(Beginning of Material to process)
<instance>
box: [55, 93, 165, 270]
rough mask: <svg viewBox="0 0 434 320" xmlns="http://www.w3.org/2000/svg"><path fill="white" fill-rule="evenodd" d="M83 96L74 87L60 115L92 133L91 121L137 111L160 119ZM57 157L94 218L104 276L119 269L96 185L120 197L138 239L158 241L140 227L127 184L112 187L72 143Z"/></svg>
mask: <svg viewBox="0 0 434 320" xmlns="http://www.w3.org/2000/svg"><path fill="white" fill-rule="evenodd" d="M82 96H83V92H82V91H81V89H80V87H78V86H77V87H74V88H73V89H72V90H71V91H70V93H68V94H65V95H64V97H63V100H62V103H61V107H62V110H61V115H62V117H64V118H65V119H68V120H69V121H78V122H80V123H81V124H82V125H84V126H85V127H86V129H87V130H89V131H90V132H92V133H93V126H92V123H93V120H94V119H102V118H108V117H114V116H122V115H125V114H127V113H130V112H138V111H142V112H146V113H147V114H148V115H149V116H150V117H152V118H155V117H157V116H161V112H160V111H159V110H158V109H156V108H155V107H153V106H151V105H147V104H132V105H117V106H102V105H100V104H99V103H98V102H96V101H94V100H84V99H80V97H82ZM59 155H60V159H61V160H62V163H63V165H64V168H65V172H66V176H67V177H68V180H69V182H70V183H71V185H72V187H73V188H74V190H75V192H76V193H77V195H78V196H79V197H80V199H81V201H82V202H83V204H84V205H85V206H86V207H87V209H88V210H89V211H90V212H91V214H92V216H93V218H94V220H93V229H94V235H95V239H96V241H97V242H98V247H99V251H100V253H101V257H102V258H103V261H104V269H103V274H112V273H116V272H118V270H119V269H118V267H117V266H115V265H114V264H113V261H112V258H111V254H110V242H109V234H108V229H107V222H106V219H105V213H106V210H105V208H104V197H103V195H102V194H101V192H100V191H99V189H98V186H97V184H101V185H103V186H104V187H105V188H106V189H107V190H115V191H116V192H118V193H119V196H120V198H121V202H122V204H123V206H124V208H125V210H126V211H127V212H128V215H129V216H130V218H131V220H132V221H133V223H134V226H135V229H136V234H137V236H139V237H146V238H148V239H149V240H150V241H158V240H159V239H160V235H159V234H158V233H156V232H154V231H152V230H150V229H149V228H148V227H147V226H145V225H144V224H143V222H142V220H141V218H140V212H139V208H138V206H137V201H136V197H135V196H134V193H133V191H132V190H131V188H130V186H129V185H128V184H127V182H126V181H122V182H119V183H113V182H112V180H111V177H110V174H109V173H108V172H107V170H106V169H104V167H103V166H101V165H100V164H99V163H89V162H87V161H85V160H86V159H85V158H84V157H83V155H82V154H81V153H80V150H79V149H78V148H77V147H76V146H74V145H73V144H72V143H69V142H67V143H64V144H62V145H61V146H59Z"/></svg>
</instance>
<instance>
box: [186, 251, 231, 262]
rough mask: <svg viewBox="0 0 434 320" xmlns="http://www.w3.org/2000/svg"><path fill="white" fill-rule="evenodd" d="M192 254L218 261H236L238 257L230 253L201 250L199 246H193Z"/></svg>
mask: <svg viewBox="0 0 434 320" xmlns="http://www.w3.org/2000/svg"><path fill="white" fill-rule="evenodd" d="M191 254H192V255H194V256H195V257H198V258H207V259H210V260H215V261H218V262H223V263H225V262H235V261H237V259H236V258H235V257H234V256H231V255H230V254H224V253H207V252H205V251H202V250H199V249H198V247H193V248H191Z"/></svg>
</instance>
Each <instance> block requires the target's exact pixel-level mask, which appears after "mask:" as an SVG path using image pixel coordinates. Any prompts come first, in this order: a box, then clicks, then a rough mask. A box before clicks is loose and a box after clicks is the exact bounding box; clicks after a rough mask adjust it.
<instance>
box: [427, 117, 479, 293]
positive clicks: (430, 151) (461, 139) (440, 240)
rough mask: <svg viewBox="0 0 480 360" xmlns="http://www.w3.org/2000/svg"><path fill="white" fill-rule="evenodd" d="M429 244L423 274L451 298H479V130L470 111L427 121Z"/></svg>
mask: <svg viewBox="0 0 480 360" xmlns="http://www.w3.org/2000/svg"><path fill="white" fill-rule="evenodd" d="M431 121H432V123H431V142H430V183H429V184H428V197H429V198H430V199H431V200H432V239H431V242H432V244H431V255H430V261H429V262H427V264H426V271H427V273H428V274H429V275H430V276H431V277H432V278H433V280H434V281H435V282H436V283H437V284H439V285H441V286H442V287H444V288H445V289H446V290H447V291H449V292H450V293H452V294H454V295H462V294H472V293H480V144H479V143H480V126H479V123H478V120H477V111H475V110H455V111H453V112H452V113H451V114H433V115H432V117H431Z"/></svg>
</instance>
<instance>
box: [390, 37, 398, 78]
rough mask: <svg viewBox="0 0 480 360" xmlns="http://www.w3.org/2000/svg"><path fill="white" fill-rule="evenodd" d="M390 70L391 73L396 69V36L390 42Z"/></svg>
(End of Material to process)
## [What needs to be done]
Print out each record above exactly, with nothing omitted.

## [Task solution]
<instance>
box: [55, 93, 165, 270]
rough mask: <svg viewBox="0 0 434 320" xmlns="http://www.w3.org/2000/svg"><path fill="white" fill-rule="evenodd" d="M83 96L74 87L60 115L92 133L91 121L137 111L160 119ZM57 157L94 218L104 276L119 269L96 185L120 197L138 239L158 241L140 227L127 184L112 187L72 143Z"/></svg>
mask: <svg viewBox="0 0 434 320" xmlns="http://www.w3.org/2000/svg"><path fill="white" fill-rule="evenodd" d="M82 96H83V92H82V91H81V89H80V87H78V86H77V87H74V88H73V89H72V90H71V91H70V93H68V94H65V95H64V97H63V100H62V103H61V107H62V110H61V115H62V117H64V118H65V119H68V120H69V121H78V122H80V123H81V124H82V125H84V126H85V127H86V129H87V130H89V131H90V132H92V133H93V126H92V123H93V120H94V119H102V118H108V117H114V116H122V115H125V114H127V113H130V112H138V111H142V112H146V113H147V114H148V115H149V116H150V117H152V118H155V117H157V116H161V112H160V111H159V110H158V109H156V108H155V107H153V106H151V105H147V104H132V105H117V106H102V105H100V104H99V103H98V102H96V101H94V100H84V99H80V97H82ZM59 155H60V159H61V160H62V163H63V165H64V168H65V172H66V176H67V177H68V180H69V182H70V183H71V185H72V187H73V188H74V190H75V192H76V193H77V195H78V196H79V197H80V199H81V201H82V202H83V204H84V205H85V206H86V207H87V209H88V210H89V211H90V212H91V214H92V216H93V218H94V220H93V229H94V235H95V239H96V241H97V242H98V247H99V251H100V253H101V257H102V258H103V261H104V269H103V274H112V273H116V272H118V270H119V269H118V267H117V266H115V265H114V264H113V261H112V258H111V254H110V242H109V234H108V229H107V222H106V219H105V213H106V210H105V208H104V197H103V195H102V194H101V192H100V191H99V189H98V186H97V184H101V185H103V186H104V187H105V188H106V189H107V190H115V191H116V192H118V193H119V196H120V198H121V202H122V204H123V206H124V208H125V210H126V211H127V212H128V215H129V216H130V218H131V220H132V221H133V223H134V226H135V229H136V234H137V236H139V237H146V238H148V239H149V240H150V241H158V240H159V239H160V235H159V234H158V233H156V232H154V231H152V230H150V229H149V228H148V227H147V226H145V225H144V224H143V222H142V220H141V218H140V212H139V208H138V206H137V201H136V197H135V196H134V193H133V191H132V190H131V188H130V186H129V185H128V184H127V182H126V181H122V182H119V183H113V182H112V180H111V177H110V174H109V173H108V172H107V170H106V169H104V167H103V166H101V165H100V164H99V163H89V162H87V161H85V160H86V159H85V158H84V157H83V155H82V154H81V153H80V150H79V149H78V148H77V147H76V146H74V145H73V144H72V143H69V142H67V143H64V144H62V145H61V146H59Z"/></svg>
</instance>
<instance>
box: [186, 251, 231, 262]
rough mask: <svg viewBox="0 0 434 320" xmlns="http://www.w3.org/2000/svg"><path fill="white" fill-rule="evenodd" d="M192 254L218 261H236L238 257L230 253L201 250L199 246H193Z"/></svg>
mask: <svg viewBox="0 0 434 320" xmlns="http://www.w3.org/2000/svg"><path fill="white" fill-rule="evenodd" d="M191 254H192V255H194V256H195V257H198V258H207V259H210V260H215V261H218V262H223V263H225V262H235V261H237V259H236V258H235V257H234V256H231V255H230V254H224V253H207V252H205V251H202V250H199V249H198V247H193V248H191Z"/></svg>
</instance>
Each <instance> block requires the target's exact pixel-level mask, which appears after "mask:" as an SVG path using image pixel coordinates. Any prompts come first, in this order: a box, then clicks, then a rough mask. A box before clicks is loose and a box after clicks is the exact bounding box; clicks after a rough mask adjust it.
<instance>
box: [427, 117, 479, 293]
positive clicks: (430, 151) (461, 139) (440, 240)
rough mask: <svg viewBox="0 0 480 360" xmlns="http://www.w3.org/2000/svg"><path fill="white" fill-rule="evenodd" d="M429 244L423 274L451 298H479V130L470 111L427 121Z"/></svg>
mask: <svg viewBox="0 0 480 360" xmlns="http://www.w3.org/2000/svg"><path fill="white" fill-rule="evenodd" d="M431 121H432V123H431V142H430V183H429V184H428V197H429V198H430V199H431V200H432V239H431V242H432V244H431V255H430V261H429V262H427V264H426V271H427V273H428V274H429V275H430V276H431V277H432V278H433V280H434V281H435V282H436V283H437V284H439V285H441V286H442V287H444V288H445V289H446V290H447V291H449V292H450V293H452V294H454V295H462V294H472V293H480V144H479V143H480V126H479V123H478V120H477V111H475V110H455V111H453V112H452V113H451V114H433V115H432V117H431Z"/></svg>
</instance>
<instance>
box: [390, 37, 398, 78]
rough mask: <svg viewBox="0 0 480 360" xmlns="http://www.w3.org/2000/svg"><path fill="white" fill-rule="evenodd" d="M390 70L391 73L396 69V36L390 42Z"/></svg>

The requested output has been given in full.